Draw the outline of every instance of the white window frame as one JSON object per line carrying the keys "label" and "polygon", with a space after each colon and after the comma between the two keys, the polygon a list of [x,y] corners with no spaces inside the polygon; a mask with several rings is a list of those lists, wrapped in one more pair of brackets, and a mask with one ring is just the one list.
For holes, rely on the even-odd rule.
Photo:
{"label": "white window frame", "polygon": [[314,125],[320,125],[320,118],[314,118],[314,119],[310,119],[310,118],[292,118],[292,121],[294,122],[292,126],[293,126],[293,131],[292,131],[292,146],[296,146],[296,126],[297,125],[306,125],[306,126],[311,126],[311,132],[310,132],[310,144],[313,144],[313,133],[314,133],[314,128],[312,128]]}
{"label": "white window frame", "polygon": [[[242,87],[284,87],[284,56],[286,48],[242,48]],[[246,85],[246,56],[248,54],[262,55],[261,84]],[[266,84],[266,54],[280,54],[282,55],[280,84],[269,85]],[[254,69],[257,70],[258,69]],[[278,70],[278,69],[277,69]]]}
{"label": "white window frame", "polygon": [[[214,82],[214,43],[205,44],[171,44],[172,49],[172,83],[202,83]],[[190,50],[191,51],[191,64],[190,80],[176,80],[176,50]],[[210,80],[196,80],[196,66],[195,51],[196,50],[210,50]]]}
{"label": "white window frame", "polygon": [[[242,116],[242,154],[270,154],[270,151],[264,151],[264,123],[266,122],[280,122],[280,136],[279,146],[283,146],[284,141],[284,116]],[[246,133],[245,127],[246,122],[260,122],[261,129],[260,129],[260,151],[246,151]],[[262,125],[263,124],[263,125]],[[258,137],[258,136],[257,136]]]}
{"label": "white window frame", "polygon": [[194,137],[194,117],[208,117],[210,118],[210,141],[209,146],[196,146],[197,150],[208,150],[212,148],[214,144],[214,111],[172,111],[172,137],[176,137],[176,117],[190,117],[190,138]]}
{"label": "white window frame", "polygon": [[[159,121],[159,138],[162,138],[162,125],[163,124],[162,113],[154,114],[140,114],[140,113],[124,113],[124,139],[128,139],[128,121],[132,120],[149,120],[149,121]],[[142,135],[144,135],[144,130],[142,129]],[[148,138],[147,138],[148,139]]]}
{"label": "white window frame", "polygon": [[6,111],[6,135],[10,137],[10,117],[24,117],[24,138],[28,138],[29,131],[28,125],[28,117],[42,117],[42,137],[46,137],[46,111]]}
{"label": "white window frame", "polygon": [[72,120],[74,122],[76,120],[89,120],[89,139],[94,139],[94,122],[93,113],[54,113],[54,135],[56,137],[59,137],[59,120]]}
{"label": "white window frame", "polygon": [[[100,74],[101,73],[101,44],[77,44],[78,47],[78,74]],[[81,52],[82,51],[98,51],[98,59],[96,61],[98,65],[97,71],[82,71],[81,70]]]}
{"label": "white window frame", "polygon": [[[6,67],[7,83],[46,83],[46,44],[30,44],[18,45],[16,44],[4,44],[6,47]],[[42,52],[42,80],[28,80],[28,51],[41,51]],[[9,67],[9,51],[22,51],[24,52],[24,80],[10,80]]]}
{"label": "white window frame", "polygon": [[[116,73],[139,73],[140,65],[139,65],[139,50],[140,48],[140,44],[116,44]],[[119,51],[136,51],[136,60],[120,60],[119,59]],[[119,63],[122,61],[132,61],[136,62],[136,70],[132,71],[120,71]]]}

Exercise objective:
Reproduce the listing above verbatim, from first line to last.

Exercise output:
Draw the outline of every instance of the white window frame as one JSON object per line carrying the keys "label" and "polygon", with a space after each colon and after the comma between the two keys, the polygon a list of [x,y] corners with no spaces inside the polygon; a mask with several rings is a list of those lists, wrapped in one more pair of brackets, and a mask with one ring is just the one list.
For holes, rely on the even-odd rule.
Photo:
{"label": "white window frame", "polygon": [[314,125],[320,125],[320,118],[314,118],[314,119],[310,119],[310,118],[292,118],[292,121],[294,122],[292,126],[293,126],[293,131],[292,131],[292,146],[296,146],[296,126],[297,125],[306,125],[306,126],[311,126],[311,132],[310,132],[310,144],[313,144],[313,133],[314,133],[314,128],[312,128]]}
{"label": "white window frame", "polygon": [[[242,87],[284,87],[284,56],[286,48],[242,48]],[[246,85],[246,56],[248,54],[262,55],[261,84]],[[266,84],[266,54],[280,54],[282,55],[280,84],[269,85]],[[254,69],[257,70],[258,69]],[[278,70],[278,69],[277,69]]]}
{"label": "white window frame", "polygon": [[[214,82],[214,43],[205,44],[171,44],[172,49],[172,83],[202,83]],[[190,50],[191,51],[191,64],[190,80],[176,80],[176,50]],[[210,80],[196,80],[196,66],[195,51],[196,50],[210,50]]]}
{"label": "white window frame", "polygon": [[[242,116],[242,154],[270,154],[270,151],[264,151],[264,123],[266,122],[280,122],[280,136],[279,146],[283,146],[284,141],[284,116]],[[246,133],[245,127],[246,122],[260,122],[261,129],[260,129],[260,151],[246,151]],[[262,125],[263,124],[263,125]],[[258,137],[258,136],[257,136]]]}
{"label": "white window frame", "polygon": [[194,137],[194,117],[208,117],[210,118],[210,141],[209,146],[196,146],[197,150],[208,150],[212,148],[214,144],[214,111],[172,111],[172,137],[176,137],[176,117],[190,117],[190,138]]}
{"label": "white window frame", "polygon": [[[159,121],[159,138],[162,138],[162,125],[163,124],[162,113],[154,114],[140,114],[140,113],[124,113],[124,139],[128,139],[128,121],[132,120],[149,120],[149,121]],[[142,135],[144,135],[144,130],[142,129]],[[148,138],[147,138],[148,139]]]}
{"label": "white window frame", "polygon": [[6,111],[6,135],[10,137],[10,117],[24,117],[24,138],[28,138],[29,131],[28,125],[28,117],[42,117],[42,137],[46,137],[46,111]]}
{"label": "white window frame", "polygon": [[72,120],[74,122],[76,120],[89,120],[89,139],[94,139],[94,122],[93,113],[54,113],[54,135],[56,137],[59,137],[59,120]]}
{"label": "white window frame", "polygon": [[[100,74],[101,73],[101,44],[77,44],[78,47],[78,74]],[[81,52],[82,51],[98,51],[98,59],[96,61],[98,65],[97,71],[82,71],[81,70]]]}
{"label": "white window frame", "polygon": [[[6,67],[7,83],[46,83],[46,44],[30,44],[18,45],[16,44],[4,44],[6,47]],[[42,52],[42,80],[28,80],[28,51],[41,51]],[[9,67],[9,51],[22,51],[24,52],[24,80],[10,80]]]}
{"label": "white window frame", "polygon": [[[116,73],[139,73],[140,65],[139,65],[139,50],[140,48],[140,44],[116,44]],[[119,51],[136,51],[136,60],[120,60],[119,59]],[[119,63],[122,61],[132,61],[136,62],[136,70],[132,71],[120,71]]]}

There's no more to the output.